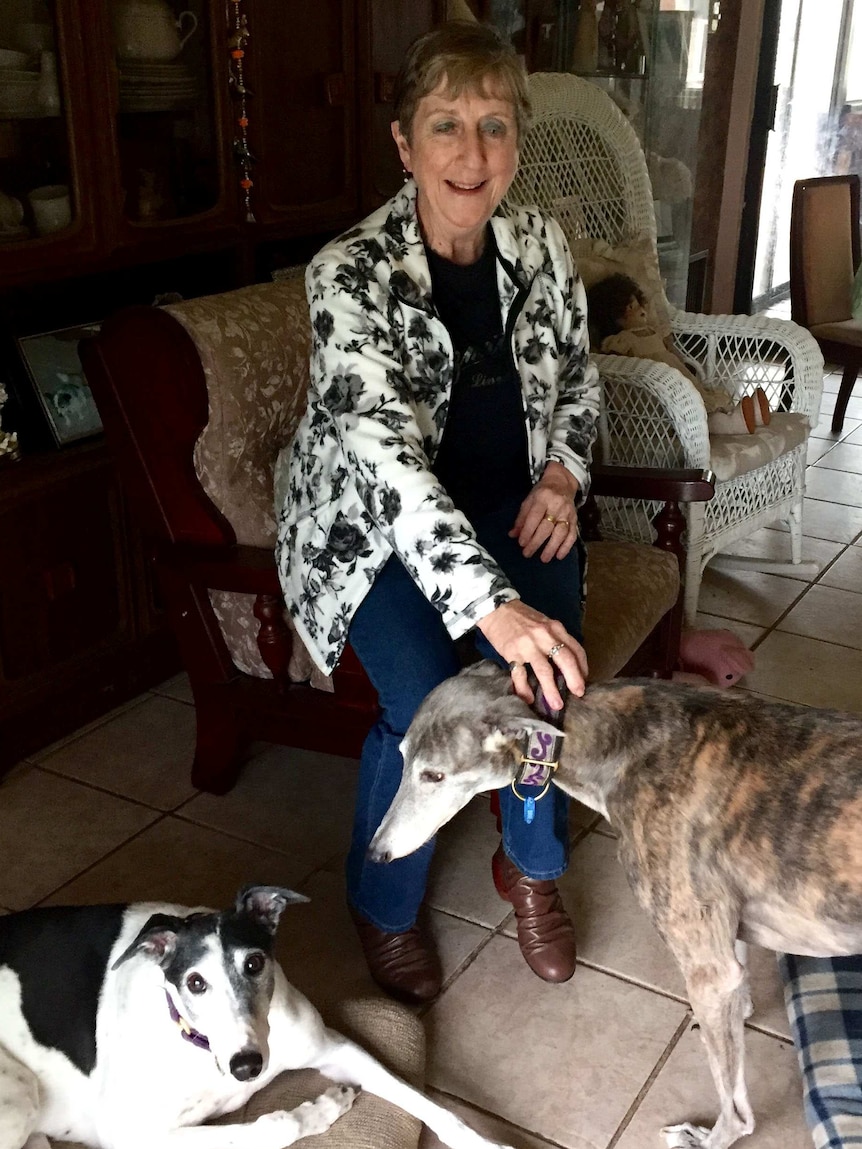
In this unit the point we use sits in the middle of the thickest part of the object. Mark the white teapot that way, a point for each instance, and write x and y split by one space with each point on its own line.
147 30
12 213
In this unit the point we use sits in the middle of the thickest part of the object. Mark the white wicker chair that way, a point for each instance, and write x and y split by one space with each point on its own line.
583 162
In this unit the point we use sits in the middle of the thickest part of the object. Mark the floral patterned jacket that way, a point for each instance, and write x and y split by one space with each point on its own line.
358 484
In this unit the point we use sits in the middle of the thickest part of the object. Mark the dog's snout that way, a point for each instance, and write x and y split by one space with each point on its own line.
246 1065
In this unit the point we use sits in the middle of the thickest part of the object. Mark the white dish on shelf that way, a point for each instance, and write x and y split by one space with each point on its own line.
10 59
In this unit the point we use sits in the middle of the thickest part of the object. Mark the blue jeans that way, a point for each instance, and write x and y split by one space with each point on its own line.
406 652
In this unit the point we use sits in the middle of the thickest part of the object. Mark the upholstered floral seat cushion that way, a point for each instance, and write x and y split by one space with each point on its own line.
254 346
630 588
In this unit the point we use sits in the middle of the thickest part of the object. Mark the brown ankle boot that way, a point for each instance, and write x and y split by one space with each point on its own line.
546 934
402 964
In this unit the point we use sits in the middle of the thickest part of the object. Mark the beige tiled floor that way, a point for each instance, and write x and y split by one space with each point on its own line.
600 1062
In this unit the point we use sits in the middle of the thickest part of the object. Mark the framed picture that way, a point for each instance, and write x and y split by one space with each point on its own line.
55 372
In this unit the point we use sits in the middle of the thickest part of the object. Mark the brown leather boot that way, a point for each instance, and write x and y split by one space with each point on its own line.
546 934
402 964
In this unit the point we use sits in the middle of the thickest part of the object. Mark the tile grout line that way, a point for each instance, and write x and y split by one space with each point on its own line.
682 1028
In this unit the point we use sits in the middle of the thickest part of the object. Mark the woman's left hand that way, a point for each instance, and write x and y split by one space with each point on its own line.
548 517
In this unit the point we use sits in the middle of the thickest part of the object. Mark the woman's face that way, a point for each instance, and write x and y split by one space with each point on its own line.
463 155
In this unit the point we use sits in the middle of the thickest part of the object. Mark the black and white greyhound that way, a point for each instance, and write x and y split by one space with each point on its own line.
125 1026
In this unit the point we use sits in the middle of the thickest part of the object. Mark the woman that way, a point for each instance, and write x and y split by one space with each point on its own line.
432 484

===============

> **Exercise**: Reproduce all of the entries above verbatim, omitting the picture from your answer.

> **Task result**:
In this unit the point we use sits in the middle of the thickest part of the object. Mark the white teapot that way, a point for each instance, and write x and y split by one space with each point on its own line.
147 30
12 213
In this unit the point we use sits in the middle of the thickest part of the object. Mark the white wicker chair that way, a point for each instance, and write x and y split by one space with each point on its own line.
583 162
In this unit the point we use sits in the middle of the thickest part of the object. Mark the floral patterned jacket that way, a point for each instance, and write x and y split by one space with each point on its own line.
358 484
In this unit the point we use sits in the middle of the thickest part of the object. Mark the dog's snout that way, a point for each instance, and write x and y split by one space with each point on its own line.
246 1065
In this unit the point we use sits in the middle of the thickest part of the object. Mark the white dish on shelf that way, a point for each instance, and write x and y split by one space with each point on its own line.
10 59
In this unit the point we use sits in the middle of the thickest part of the object. Mark the blue jeans that way, a point for each instance, and write x and y split by one space with each point on its own line.
406 652
In this unit the point we use sits in the middle of the thickest part of the object. Mark the upholstered floral seat cushion that way, a point for each instance, and write x and y split by one space with each point on its own line.
254 346
630 588
In this unit the point we use sits in the middle of the thickest part of the object. Mark the brown ankle boot that way, a point for each instance, and write x and y split by one space with each point on its own line.
546 934
402 964
In this unit the point we use sits in the middle of the thickest part of the object. Mark the beige tiled floor that way, a point for each instance, and write x and y split by one space with each point on its own line.
600 1062
In this unit the point we use sits in the middle of the thickest part of the object. Mark the framed picture that way, a point for each instance, and write x and y split by one space with each point on its own line.
55 372
In this unit the point we use sits in the middle of the thickest part of the object. Mark the brown leather boot that way, a point for each instance, and write x and y split by one space with each point on its own line.
546 934
402 964
In this unit the point we use sits in the middle of the thickest part of the object. Mark the tile grout line that way, a point for each instance, and write x and y split by one space with each point on its own line.
682 1028
In this unit the point we use sits in the middle of the thickest part of the object. Mark the woman's left hand that way, a point for each instance, and write x and y split by one space with each point on its own line.
548 517
In this unit the point we use sits in the middle of the thickest part of the object. Mark the woman's face that way, a point for each instance, and write x and y split by one space with each point on its own line.
463 155
In this unit the point we use sits in the middle of the thickest part of the object. Mark the black and white greyhound that way, a point for each instance, and write x and y split by one space with each point on its own line.
125 1026
In this unit the point we use sits in the middle of the thickest part of the object. Mark the woman that way, a point for each instance, and write x and y split by one space with each point on its own line.
432 484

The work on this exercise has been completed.